Exactly and only the lines from the first entry through the line with "333L1190 294L1135 293L1056" should be copied, both ends included, with no pictures.

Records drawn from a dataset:
◇ ◇ ◇ ◇ ◇

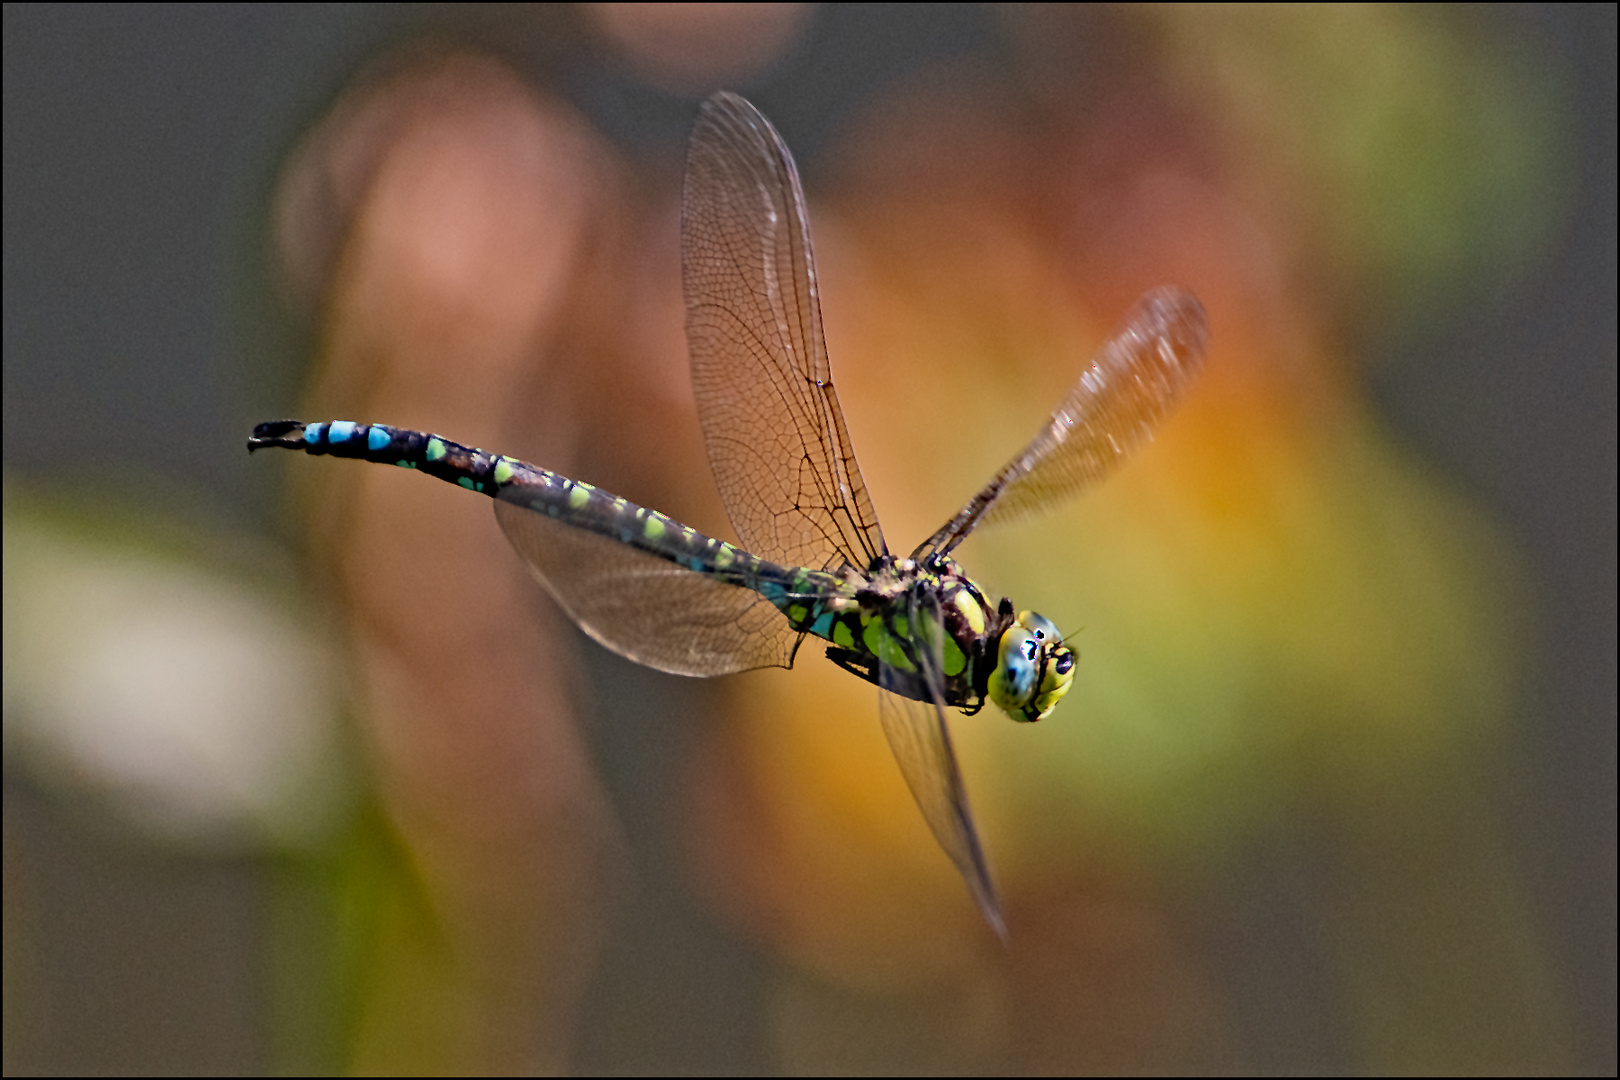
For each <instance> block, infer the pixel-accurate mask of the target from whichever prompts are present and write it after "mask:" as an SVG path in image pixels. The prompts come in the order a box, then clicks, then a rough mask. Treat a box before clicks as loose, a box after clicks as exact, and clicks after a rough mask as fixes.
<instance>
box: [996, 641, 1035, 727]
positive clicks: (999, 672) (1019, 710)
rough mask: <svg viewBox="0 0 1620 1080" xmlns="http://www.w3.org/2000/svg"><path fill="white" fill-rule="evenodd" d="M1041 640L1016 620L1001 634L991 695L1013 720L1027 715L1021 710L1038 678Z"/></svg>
mask: <svg viewBox="0 0 1620 1080" xmlns="http://www.w3.org/2000/svg"><path fill="white" fill-rule="evenodd" d="M1040 649H1042V643H1040V640H1038V638H1037V636H1035V635H1032V633H1030V631H1029V630H1025V628H1024V627H1021V625H1017V623H1014V625H1011V627H1008V630H1006V633H1003V635H1001V648H1000V649H998V656H996V667H995V670H993V672H990V699H991V701H995V703H996V706H998V708H1000V709H1001V711H1004V712H1006V714H1008V716H1011V717H1013V719H1014V721H1022V719H1030V717H1025V716H1024V714H1025V712H1027V711H1029V703H1030V698H1034V696H1035V690H1037V683H1038V682H1040Z"/></svg>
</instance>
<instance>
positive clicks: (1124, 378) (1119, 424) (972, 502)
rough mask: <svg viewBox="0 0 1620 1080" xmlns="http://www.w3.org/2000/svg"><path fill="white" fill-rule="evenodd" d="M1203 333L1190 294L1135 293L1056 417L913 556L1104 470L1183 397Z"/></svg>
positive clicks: (1000, 519)
mask: <svg viewBox="0 0 1620 1080" xmlns="http://www.w3.org/2000/svg"><path fill="white" fill-rule="evenodd" d="M1207 337H1209V325H1207V322H1205V317H1204V306H1202V304H1200V303H1199V301H1197V298H1196V296H1194V295H1192V293H1189V291H1186V290H1179V288H1158V290H1153V291H1152V293H1149V295H1147V296H1144V298H1142V300H1139V301H1137V304H1136V308H1132V309H1131V314H1129V316H1126V321H1124V325H1123V329H1121V330H1119V332H1118V334H1115V337H1113V338H1111V340H1110V342H1108V343H1106V345H1103V348H1102V351H1100V353H1097V358H1095V359H1093V361H1092V363H1090V366H1089V368H1087V369H1085V371H1084V372H1082V374H1081V381H1079V382H1076V384H1074V389H1072V390H1069V395H1068V397H1066V398H1064V400H1063V403H1061V405H1059V406H1058V408H1056V411H1055V413H1053V415H1051V419H1048V421H1047V424H1045V426H1043V427H1042V429H1040V432H1038V434H1037V436H1035V437H1034V439H1030V442H1029V445H1027V447H1024V449H1022V450H1019V452H1017V455H1016V457H1014V458H1013V460H1011V461H1008V463H1006V465H1004V466H1001V471H1000V473H996V476H995V479H991V481H990V483H988V484H987V486H985V487H983V491H980V492H978V494H977V495H974V499H972V500H970V502H969V504H967V505H966V507H962V512H961V513H957V515H956V517H954V518H953V520H951V521H948V523H946V525H944V526H943V528H941V529H940V531H938V533H935V534H933V536H932V538H928V539H927V541H923V542H922V544H920V546H919V547H917V552H915V555H919V557H920V555H922V554H923V552H927V551H936V552H940V554H946V552H949V551H951V549H953V547H956V544H957V542H961V541H962V538H966V536H967V534H969V533H970V531H972V529H974V526H977V525H980V523H987V521H1004V520H1009V518H1016V517H1022V515H1025V513H1032V512H1035V510H1042V508H1045V507H1048V505H1053V504H1056V502H1058V500H1061V499H1064V497H1068V495H1071V494H1074V492H1076V491H1079V489H1081V487H1084V486H1085V484H1089V483H1092V481H1095V479H1097V478H1100V476H1103V474H1105V473H1108V470H1111V468H1113V466H1115V465H1116V463H1118V461H1121V460H1123V458H1126V457H1128V455H1129V453H1131V452H1132V450H1136V447H1139V445H1140V444H1142V442H1145V440H1147V439H1149V437H1150V436H1152V434H1153V429H1155V427H1157V426H1158V424H1160V421H1163V419H1165V416H1166V415H1168V413H1170V410H1171V408H1173V406H1174V405H1176V402H1179V400H1181V393H1183V390H1184V389H1186V387H1187V384H1189V382H1191V381H1192V377H1194V376H1196V374H1197V372H1199V369H1200V368H1202V366H1204V343H1205V338H1207Z"/></svg>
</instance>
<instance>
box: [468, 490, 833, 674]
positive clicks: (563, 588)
mask: <svg viewBox="0 0 1620 1080" xmlns="http://www.w3.org/2000/svg"><path fill="white" fill-rule="evenodd" d="M514 492H515V494H514ZM520 499H522V487H512V489H507V491H504V492H502V495H501V497H499V499H497V500H496V520H497V521H499V523H501V528H502V529H504V531H505V534H507V539H509V541H512V546H514V547H517V552H518V554H520V555H522V557H523V562H527V563H528V567H530V570H533V572H535V576H536V578H539V581H541V585H544V586H546V588H548V589H549V591H551V594H552V596H556V597H557V602H559V604H561V606H562V609H564V610H565V612H569V617H570V619H573V622H577V623H578V625H580V628H582V630H583V631H585V633H588V635H591V636H593V638H596V640H598V641H601V643H603V644H604V646H608V648H609V649H612V651H614V653H617V654H620V656H624V657H629V659H632V661H635V662H637V664H645V665H648V667H656V669H658V670H661V672H671V674H674V675H727V674H731V672H742V670H748V669H752V667H792V662H794V653H795V651H797V648H799V641H800V638H802V635H799V633H795V631H794V630H792V628H789V625H787V620H786V619H782V615H781V612H778V610H776V607H773V606H771V604H770V602H768V601H765V597H761V596H760V594H758V593H755V591H752V589H745V588H740V586H734V585H726V583H723V581H718V580H714V578H708V576H705V575H701V573H693V572H692V570H684V568H680V567H677V565H674V563H671V562H666V560H663V559H658V557H656V555H650V554H646V552H642V551H637V549H635V547H630V546H629V544H620V542H617V541H614V539H609V538H606V536H598V534H595V533H586V531H585V529H577V528H572V526H569V525H564V523H562V521H556V520H552V518H549V517H546V513H544V512H538V510H531V508H530V507H527V505H523V504H522V502H520Z"/></svg>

◇ ◇ ◇ ◇ ◇

▸ Answer box
For each <instance> block, infer the pixel-accurate mask of the target from whichever prompts are present and write it after "mask:" as an SVG path in image pixels. The prompts come in the order a box, then clicks, then a rough mask. Treat a box before clicks as loose, a box after clicks as exact, and clicks after a rough mask as fixes.
<instance>
box: [996, 641, 1035, 727]
positive clicks: (999, 672) (1019, 710)
rough mask: <svg viewBox="0 0 1620 1080" xmlns="http://www.w3.org/2000/svg"><path fill="white" fill-rule="evenodd" d="M1041 640L1016 620L1001 634L991 695L1013 720L1027 715L1021 710L1038 678Z"/></svg>
mask: <svg viewBox="0 0 1620 1080" xmlns="http://www.w3.org/2000/svg"><path fill="white" fill-rule="evenodd" d="M1040 649H1042V643H1040V640H1038V638H1037V636H1035V635H1032V633H1030V631H1029V630H1025V628H1024V627H1021V625H1017V623H1014V625H1011V627H1008V630H1006V633H1003V635H1001V648H1000V649H998V656H996V667H995V670H993V672H990V699H991V701H995V703H996V706H998V708H1000V709H1001V711H1004V712H1006V714H1008V716H1011V717H1013V719H1014V721H1022V719H1030V717H1025V716H1024V714H1025V712H1027V711H1029V703H1030V698H1034V696H1035V690H1037V683H1038V682H1040Z"/></svg>
</instance>
<instance>
positive clicks: (1124, 378) (1119, 424) (972, 502)
rough mask: <svg viewBox="0 0 1620 1080" xmlns="http://www.w3.org/2000/svg"><path fill="white" fill-rule="evenodd" d="M1203 333L1190 294L1135 293L1056 417L913 556L1104 470L1183 397Z"/></svg>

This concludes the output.